◆ Exercise requirements:
Copy the stretch of the listing from its start through the line containing "POLYGON ((333 51, 338", word for word, leaving the pictures out.

◆ Stored records:

++++++++++

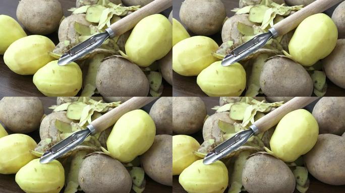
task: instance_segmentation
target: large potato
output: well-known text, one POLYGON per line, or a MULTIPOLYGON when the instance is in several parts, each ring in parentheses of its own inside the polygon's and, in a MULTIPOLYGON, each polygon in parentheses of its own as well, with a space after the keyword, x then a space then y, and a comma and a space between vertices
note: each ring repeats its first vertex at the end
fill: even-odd
POLYGON ((141 165, 150 177, 166 185, 172 185, 172 136, 156 135, 150 149, 140 156, 141 165))
POLYGON ((38 97, 4 97, 0 101, 0 121, 14 133, 37 129, 44 113, 38 97))
POLYGON ((259 153, 246 161, 242 183, 250 193, 293 193, 296 180, 283 161, 268 154, 259 153))
POLYGON ((155 134, 156 127, 151 117, 143 110, 134 110, 118 120, 106 145, 112 157, 129 162, 149 149, 155 134))
POLYGON ((223 66, 219 61, 203 70, 197 83, 210 96, 239 96, 246 88, 246 71, 239 63, 223 66))
POLYGON ((134 27, 125 48, 129 59, 147 67, 165 56, 172 47, 172 26, 160 14, 148 16, 134 27))
POLYGON ((275 57, 264 65, 260 86, 268 96, 310 96, 314 83, 301 65, 286 57, 275 57))
POLYGON ((333 51, 338 39, 337 32, 336 26, 326 14, 308 17, 295 31, 289 44, 290 55, 299 63, 310 66, 333 51))
POLYGON ((218 44, 205 36, 194 36, 177 43, 172 48, 172 69, 183 76, 197 76, 218 59, 212 55, 218 44))
POLYGON ((17 18, 34 34, 54 32, 63 16, 59 0, 21 0, 17 8, 17 18))
POLYGON ((317 142, 303 156, 308 171, 316 179, 331 185, 345 185, 345 138, 319 135, 317 142))
POLYGON ((219 32, 226 17, 220 0, 186 0, 180 10, 180 18, 193 33, 209 36, 219 32))
POLYGON ((35 159, 18 171, 16 182, 27 193, 59 193, 65 184, 65 169, 58 160, 43 164, 35 159))
POLYGON ((0 15, 0 54, 4 54, 15 41, 25 36, 25 32, 14 19, 0 15))
POLYGON ((172 131, 179 134, 192 134, 202 127, 207 111, 199 97, 172 98, 172 131))
POLYGON ((13 42, 4 55, 4 61, 13 71, 21 75, 33 74, 54 58, 48 52, 55 45, 46 37, 34 35, 13 42))
POLYGON ((73 96, 77 95, 82 84, 82 71, 79 66, 72 62, 65 66, 52 61, 41 68, 34 75, 36 87, 47 96, 73 96))
POLYGON ((96 76, 97 90, 105 96, 146 96, 150 84, 137 65, 120 57, 102 62, 96 76))
POLYGON ((12 134, 0 138, 0 173, 16 173, 22 167, 35 159, 30 153, 37 144, 30 136, 12 134))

++++++++++

◆ Complete output:
task: instance_segmentation
target: large potato
output: well-known text, one POLYGON per line, or a MULTIPOLYGON when the instance is in several parts, each ring in parentheses of its own inside the polygon's and, in a MULTIPOLYGON, each polygon in parentheses of its own as well, with a space after the keyword, x then a space then y, and a comma and a space between vertices
note: each ring repeats its first vertex at the end
fill: even-odd
POLYGON ((141 165, 150 177, 166 185, 172 185, 172 136, 156 135, 150 149, 140 156, 141 165))
POLYGON ((38 97, 4 97, 0 101, 0 121, 14 133, 37 129, 44 113, 38 97))
POLYGON ((259 153, 246 161, 242 183, 250 193, 293 193, 296 180, 283 161, 268 154, 259 153))
POLYGON ((155 134, 156 127, 151 117, 143 110, 134 110, 118 120, 106 145, 112 157, 129 162, 149 149, 155 134))
POLYGON ((223 66, 219 61, 203 70, 197 83, 210 96, 239 96, 246 88, 246 71, 239 63, 223 66))
POLYGON ((134 27, 125 48, 129 59, 147 67, 165 56, 172 47, 172 26, 160 14, 148 16, 134 27))
POLYGON ((275 57, 264 65, 260 86, 268 96, 310 96, 314 83, 301 65, 286 57, 275 57))
POLYGON ((333 51, 338 39, 337 32, 336 26, 326 14, 308 17, 295 31, 289 44, 290 55, 299 63, 310 66, 333 51))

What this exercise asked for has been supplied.